Given problem => Your task is to extract the lines from the one holding "of the deck" through the end of the material. Set them down exactly and add nothing.
-- start The records --
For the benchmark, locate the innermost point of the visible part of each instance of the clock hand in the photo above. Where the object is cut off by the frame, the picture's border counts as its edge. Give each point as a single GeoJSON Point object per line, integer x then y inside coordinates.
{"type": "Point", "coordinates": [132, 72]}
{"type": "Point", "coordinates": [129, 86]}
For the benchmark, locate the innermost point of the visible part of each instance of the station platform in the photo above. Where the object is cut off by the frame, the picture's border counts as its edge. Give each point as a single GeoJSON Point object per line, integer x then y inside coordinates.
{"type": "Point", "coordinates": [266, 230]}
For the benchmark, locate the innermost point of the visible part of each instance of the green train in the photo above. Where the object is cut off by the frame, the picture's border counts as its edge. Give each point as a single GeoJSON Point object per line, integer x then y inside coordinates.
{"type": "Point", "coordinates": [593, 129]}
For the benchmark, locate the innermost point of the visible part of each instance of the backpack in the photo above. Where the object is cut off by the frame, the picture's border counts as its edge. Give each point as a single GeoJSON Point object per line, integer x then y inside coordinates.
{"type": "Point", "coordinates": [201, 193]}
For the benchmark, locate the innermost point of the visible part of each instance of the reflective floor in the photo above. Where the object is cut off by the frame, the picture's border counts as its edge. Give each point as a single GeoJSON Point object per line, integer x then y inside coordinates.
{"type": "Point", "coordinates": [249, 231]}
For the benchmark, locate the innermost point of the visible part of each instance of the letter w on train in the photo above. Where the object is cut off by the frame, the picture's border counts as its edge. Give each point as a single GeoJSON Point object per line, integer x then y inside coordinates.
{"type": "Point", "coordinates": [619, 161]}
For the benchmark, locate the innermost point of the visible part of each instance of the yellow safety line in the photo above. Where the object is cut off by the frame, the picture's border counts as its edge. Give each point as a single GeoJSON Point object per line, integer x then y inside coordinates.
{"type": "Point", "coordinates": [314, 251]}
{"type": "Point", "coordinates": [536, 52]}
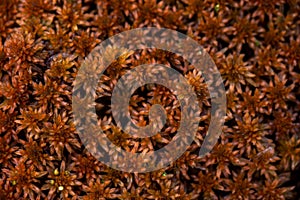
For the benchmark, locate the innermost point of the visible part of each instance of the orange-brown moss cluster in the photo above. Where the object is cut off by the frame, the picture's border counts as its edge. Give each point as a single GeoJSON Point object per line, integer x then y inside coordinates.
{"type": "Point", "coordinates": [256, 47]}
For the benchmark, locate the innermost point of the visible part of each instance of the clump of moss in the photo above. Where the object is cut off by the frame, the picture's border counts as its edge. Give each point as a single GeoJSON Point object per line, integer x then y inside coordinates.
{"type": "Point", "coordinates": [256, 47]}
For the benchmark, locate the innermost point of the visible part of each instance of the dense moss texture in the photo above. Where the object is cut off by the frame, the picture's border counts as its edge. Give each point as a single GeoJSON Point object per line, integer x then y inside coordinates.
{"type": "Point", "coordinates": [255, 45]}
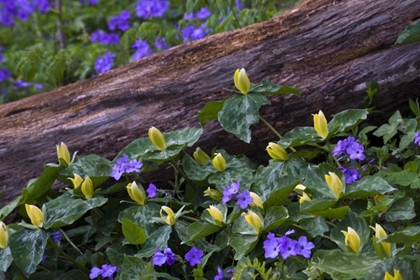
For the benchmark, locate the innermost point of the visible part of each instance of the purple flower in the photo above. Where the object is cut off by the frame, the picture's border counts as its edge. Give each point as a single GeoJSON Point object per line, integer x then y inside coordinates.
{"type": "Point", "coordinates": [159, 258]}
{"type": "Point", "coordinates": [194, 256]}
{"type": "Point", "coordinates": [271, 246]}
{"type": "Point", "coordinates": [4, 74]}
{"type": "Point", "coordinates": [304, 247]}
{"type": "Point", "coordinates": [244, 199]}
{"type": "Point", "coordinates": [121, 21]}
{"type": "Point", "coordinates": [230, 191]}
{"type": "Point", "coordinates": [108, 270]}
{"type": "Point", "coordinates": [104, 63]}
{"type": "Point", "coordinates": [417, 138]}
{"type": "Point", "coordinates": [56, 236]}
{"type": "Point", "coordinates": [350, 174]}
{"type": "Point", "coordinates": [151, 8]}
{"type": "Point", "coordinates": [142, 49]}
{"type": "Point", "coordinates": [151, 190]}
{"type": "Point", "coordinates": [95, 272]}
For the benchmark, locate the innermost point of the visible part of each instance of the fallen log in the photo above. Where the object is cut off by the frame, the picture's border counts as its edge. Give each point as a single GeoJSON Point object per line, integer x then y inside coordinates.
{"type": "Point", "coordinates": [329, 49]}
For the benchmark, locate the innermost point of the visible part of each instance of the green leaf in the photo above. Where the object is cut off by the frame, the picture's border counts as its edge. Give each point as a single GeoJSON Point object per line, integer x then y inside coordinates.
{"type": "Point", "coordinates": [343, 265]}
{"type": "Point", "coordinates": [368, 186]}
{"type": "Point", "coordinates": [210, 111]}
{"type": "Point", "coordinates": [314, 226]}
{"type": "Point", "coordinates": [158, 239]}
{"type": "Point", "coordinates": [240, 112]}
{"type": "Point", "coordinates": [408, 235]}
{"type": "Point", "coordinates": [132, 268]}
{"type": "Point", "coordinates": [27, 248]}
{"type": "Point", "coordinates": [132, 232]}
{"type": "Point", "coordinates": [199, 230]}
{"type": "Point", "coordinates": [267, 87]}
{"type": "Point", "coordinates": [274, 217]}
{"type": "Point", "coordinates": [402, 209]}
{"type": "Point", "coordinates": [5, 259]}
{"type": "Point", "coordinates": [347, 120]}
{"type": "Point", "coordinates": [64, 210]}
{"type": "Point", "coordinates": [411, 34]}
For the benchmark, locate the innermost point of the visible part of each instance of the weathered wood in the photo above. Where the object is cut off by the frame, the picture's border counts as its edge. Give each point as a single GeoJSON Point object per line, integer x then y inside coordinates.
{"type": "Point", "coordinates": [329, 49]}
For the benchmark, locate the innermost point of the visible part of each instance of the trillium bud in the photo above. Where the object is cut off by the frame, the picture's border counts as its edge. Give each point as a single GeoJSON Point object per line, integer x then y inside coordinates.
{"type": "Point", "coordinates": [157, 138]}
{"type": "Point", "coordinates": [219, 162]}
{"type": "Point", "coordinates": [35, 214]}
{"type": "Point", "coordinates": [135, 193]}
{"type": "Point", "coordinates": [63, 153]}
{"type": "Point", "coordinates": [320, 124]}
{"type": "Point", "coordinates": [241, 80]}
{"type": "Point", "coordinates": [277, 152]}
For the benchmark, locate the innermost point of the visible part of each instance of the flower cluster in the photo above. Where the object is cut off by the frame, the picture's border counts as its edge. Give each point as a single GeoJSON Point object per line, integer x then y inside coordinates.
{"type": "Point", "coordinates": [123, 165]}
{"type": "Point", "coordinates": [286, 247]}
{"type": "Point", "coordinates": [106, 271]}
{"type": "Point", "coordinates": [151, 8]}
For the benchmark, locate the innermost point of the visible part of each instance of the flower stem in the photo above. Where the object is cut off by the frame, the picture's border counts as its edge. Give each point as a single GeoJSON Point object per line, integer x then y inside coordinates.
{"type": "Point", "coordinates": [273, 130]}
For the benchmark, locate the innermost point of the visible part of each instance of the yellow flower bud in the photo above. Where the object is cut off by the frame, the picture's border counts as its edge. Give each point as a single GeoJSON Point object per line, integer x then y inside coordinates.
{"type": "Point", "coordinates": [157, 138]}
{"type": "Point", "coordinates": [241, 80]}
{"type": "Point", "coordinates": [254, 220]}
{"type": "Point", "coordinates": [335, 184]}
{"type": "Point", "coordinates": [35, 214]}
{"type": "Point", "coordinates": [216, 214]}
{"type": "Point", "coordinates": [63, 153]}
{"type": "Point", "coordinates": [256, 200]}
{"type": "Point", "coordinates": [397, 275]}
{"type": "Point", "coordinates": [4, 235]}
{"type": "Point", "coordinates": [352, 240]}
{"type": "Point", "coordinates": [76, 181]}
{"type": "Point", "coordinates": [320, 124]}
{"type": "Point", "coordinates": [304, 197]}
{"type": "Point", "coordinates": [219, 162]}
{"type": "Point", "coordinates": [201, 157]}
{"type": "Point", "coordinates": [383, 249]}
{"type": "Point", "coordinates": [135, 193]}
{"type": "Point", "coordinates": [170, 218]}
{"type": "Point", "coordinates": [213, 194]}
{"type": "Point", "coordinates": [277, 152]}
{"type": "Point", "coordinates": [87, 188]}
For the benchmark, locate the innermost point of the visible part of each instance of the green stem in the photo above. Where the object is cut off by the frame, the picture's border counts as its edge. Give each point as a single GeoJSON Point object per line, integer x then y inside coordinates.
{"type": "Point", "coordinates": [18, 270]}
{"type": "Point", "coordinates": [273, 130]}
{"type": "Point", "coordinates": [68, 257]}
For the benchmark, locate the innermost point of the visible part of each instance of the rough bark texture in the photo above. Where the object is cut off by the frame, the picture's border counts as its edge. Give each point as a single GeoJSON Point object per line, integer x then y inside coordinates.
{"type": "Point", "coordinates": [329, 49]}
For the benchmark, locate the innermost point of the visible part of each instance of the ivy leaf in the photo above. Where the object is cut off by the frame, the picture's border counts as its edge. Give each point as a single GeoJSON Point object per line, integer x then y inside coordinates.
{"type": "Point", "coordinates": [240, 112]}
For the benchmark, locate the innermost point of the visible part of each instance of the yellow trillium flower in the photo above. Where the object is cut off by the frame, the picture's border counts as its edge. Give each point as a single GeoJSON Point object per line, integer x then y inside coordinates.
{"type": "Point", "coordinates": [277, 152]}
{"type": "Point", "coordinates": [157, 138]}
{"type": "Point", "coordinates": [87, 188]}
{"type": "Point", "coordinates": [77, 180]}
{"type": "Point", "coordinates": [383, 249]}
{"type": "Point", "coordinates": [216, 214]}
{"type": "Point", "coordinates": [320, 124]}
{"type": "Point", "coordinates": [170, 218]}
{"type": "Point", "coordinates": [254, 220]}
{"type": "Point", "coordinates": [397, 275]}
{"type": "Point", "coordinates": [335, 184]}
{"type": "Point", "coordinates": [352, 240]}
{"type": "Point", "coordinates": [4, 235]}
{"type": "Point", "coordinates": [241, 80]}
{"type": "Point", "coordinates": [135, 193]}
{"type": "Point", "coordinates": [256, 200]}
{"type": "Point", "coordinates": [35, 214]}
{"type": "Point", "coordinates": [213, 194]}
{"type": "Point", "coordinates": [201, 157]}
{"type": "Point", "coordinates": [304, 197]}
{"type": "Point", "coordinates": [63, 153]}
{"type": "Point", "coordinates": [219, 162]}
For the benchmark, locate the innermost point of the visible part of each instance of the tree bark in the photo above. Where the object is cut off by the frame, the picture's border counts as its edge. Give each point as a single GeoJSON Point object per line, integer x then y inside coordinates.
{"type": "Point", "coordinates": [329, 49]}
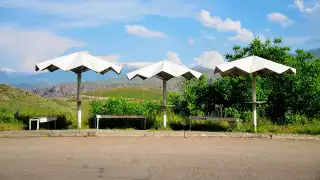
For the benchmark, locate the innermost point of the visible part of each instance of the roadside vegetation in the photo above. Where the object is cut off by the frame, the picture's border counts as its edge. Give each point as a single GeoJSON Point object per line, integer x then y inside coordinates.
{"type": "Point", "coordinates": [292, 102]}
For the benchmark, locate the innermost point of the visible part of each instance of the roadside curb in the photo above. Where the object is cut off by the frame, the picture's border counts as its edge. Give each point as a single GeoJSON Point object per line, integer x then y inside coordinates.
{"type": "Point", "coordinates": [136, 133]}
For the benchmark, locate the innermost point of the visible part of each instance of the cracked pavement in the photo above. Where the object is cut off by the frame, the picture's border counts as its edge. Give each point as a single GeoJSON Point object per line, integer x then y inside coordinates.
{"type": "Point", "coordinates": [148, 158]}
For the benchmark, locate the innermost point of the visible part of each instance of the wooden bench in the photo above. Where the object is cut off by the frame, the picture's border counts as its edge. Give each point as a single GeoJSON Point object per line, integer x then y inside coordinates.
{"type": "Point", "coordinates": [206, 118]}
{"type": "Point", "coordinates": [42, 120]}
{"type": "Point", "coordinates": [133, 117]}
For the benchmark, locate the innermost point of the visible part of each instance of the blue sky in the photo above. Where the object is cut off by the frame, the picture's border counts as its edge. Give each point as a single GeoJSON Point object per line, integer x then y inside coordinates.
{"type": "Point", "coordinates": [129, 31]}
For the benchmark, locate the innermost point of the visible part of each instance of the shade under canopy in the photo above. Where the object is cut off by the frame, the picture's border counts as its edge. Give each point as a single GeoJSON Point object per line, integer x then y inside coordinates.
{"type": "Point", "coordinates": [164, 70]}
{"type": "Point", "coordinates": [78, 63]}
{"type": "Point", "coordinates": [256, 66]}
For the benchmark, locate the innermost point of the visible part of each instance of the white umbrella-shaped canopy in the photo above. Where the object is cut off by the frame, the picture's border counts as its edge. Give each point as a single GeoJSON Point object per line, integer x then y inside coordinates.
{"type": "Point", "coordinates": [253, 65]}
{"type": "Point", "coordinates": [78, 63]}
{"type": "Point", "coordinates": [256, 66]}
{"type": "Point", "coordinates": [164, 70]}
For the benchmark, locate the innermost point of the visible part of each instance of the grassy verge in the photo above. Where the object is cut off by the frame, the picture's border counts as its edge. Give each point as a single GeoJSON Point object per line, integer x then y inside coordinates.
{"type": "Point", "coordinates": [11, 126]}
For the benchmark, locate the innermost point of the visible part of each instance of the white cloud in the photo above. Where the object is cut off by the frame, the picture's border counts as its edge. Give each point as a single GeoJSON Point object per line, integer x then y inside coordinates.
{"type": "Point", "coordinates": [210, 37]}
{"type": "Point", "coordinates": [174, 57]}
{"type": "Point", "coordinates": [301, 6]}
{"type": "Point", "coordinates": [242, 34]}
{"type": "Point", "coordinates": [26, 47]}
{"type": "Point", "coordinates": [262, 37]}
{"type": "Point", "coordinates": [111, 58]}
{"type": "Point", "coordinates": [87, 13]}
{"type": "Point", "coordinates": [210, 59]}
{"type": "Point", "coordinates": [282, 19]}
{"type": "Point", "coordinates": [191, 41]}
{"type": "Point", "coordinates": [144, 32]}
{"type": "Point", "coordinates": [295, 40]}
{"type": "Point", "coordinates": [136, 64]}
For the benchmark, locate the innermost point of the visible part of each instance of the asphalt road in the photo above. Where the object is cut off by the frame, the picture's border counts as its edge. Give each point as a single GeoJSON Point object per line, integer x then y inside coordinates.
{"type": "Point", "coordinates": [142, 158]}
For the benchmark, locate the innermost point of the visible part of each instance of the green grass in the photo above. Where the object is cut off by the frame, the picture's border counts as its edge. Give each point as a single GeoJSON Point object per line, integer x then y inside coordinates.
{"type": "Point", "coordinates": [137, 93]}
{"type": "Point", "coordinates": [14, 99]}
{"type": "Point", "coordinates": [25, 104]}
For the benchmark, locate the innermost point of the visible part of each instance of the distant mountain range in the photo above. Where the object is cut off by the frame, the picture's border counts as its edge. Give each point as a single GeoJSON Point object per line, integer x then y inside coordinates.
{"type": "Point", "coordinates": [69, 89]}
{"type": "Point", "coordinates": [62, 83]}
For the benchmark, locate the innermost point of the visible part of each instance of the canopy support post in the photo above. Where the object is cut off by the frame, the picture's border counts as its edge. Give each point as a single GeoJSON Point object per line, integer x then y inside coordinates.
{"type": "Point", "coordinates": [164, 88]}
{"type": "Point", "coordinates": [254, 101]}
{"type": "Point", "coordinates": [79, 99]}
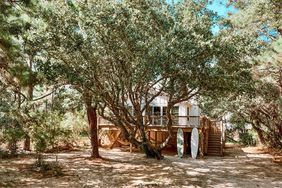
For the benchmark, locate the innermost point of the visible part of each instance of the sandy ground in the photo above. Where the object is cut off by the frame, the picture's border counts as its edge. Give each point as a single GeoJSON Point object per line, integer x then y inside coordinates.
{"type": "Point", "coordinates": [240, 167]}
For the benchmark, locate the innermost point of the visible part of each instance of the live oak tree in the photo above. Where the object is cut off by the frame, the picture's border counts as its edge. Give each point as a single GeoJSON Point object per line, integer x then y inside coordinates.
{"type": "Point", "coordinates": [126, 53]}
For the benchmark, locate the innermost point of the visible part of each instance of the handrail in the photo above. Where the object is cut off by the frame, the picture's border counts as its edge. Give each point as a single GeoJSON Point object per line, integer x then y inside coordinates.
{"type": "Point", "coordinates": [156, 120]}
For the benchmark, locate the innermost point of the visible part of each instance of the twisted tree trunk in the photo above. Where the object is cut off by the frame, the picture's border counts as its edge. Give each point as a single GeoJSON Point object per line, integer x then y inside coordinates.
{"type": "Point", "coordinates": [93, 126]}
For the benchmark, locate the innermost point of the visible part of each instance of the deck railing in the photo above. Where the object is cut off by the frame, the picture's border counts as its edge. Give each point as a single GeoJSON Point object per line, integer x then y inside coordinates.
{"type": "Point", "coordinates": [185, 121]}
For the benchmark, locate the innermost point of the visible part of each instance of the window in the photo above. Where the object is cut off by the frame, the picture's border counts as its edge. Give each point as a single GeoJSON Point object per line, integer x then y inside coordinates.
{"type": "Point", "coordinates": [175, 113]}
{"type": "Point", "coordinates": [156, 110]}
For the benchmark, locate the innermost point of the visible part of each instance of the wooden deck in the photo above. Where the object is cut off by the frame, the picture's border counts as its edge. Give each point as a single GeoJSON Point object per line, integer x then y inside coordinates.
{"type": "Point", "coordinates": [211, 135]}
-- end The records --
Correct output =>
For the benchmark, locate the innermost point of the visible part of each instance of the deck railing in the photo above. Where the object is cut off by the frame, the picture's border counts as its edge. Give each point as a single GeoJSON Point object per line, integer x then y inside coordinates.
{"type": "Point", "coordinates": [185, 121]}
For the benchmark, locate the innermost point of the visible part of each instance of the window in the photo above. Where the object is cut off by the frame, the picture's border counts as its edge. Give each point as a single GeoJSON Point object per line, integer x then y inside coordinates.
{"type": "Point", "coordinates": [175, 113]}
{"type": "Point", "coordinates": [156, 110]}
For the benchmark, locate the innermost point of the visible part of each instance of the wooden deck in the photo above. Where the object is cut off by the frame, the picture's border counts as its edge. Give each point as a single GeoJSON Point object per line, integer x then y inside coordinates.
{"type": "Point", "coordinates": [211, 135]}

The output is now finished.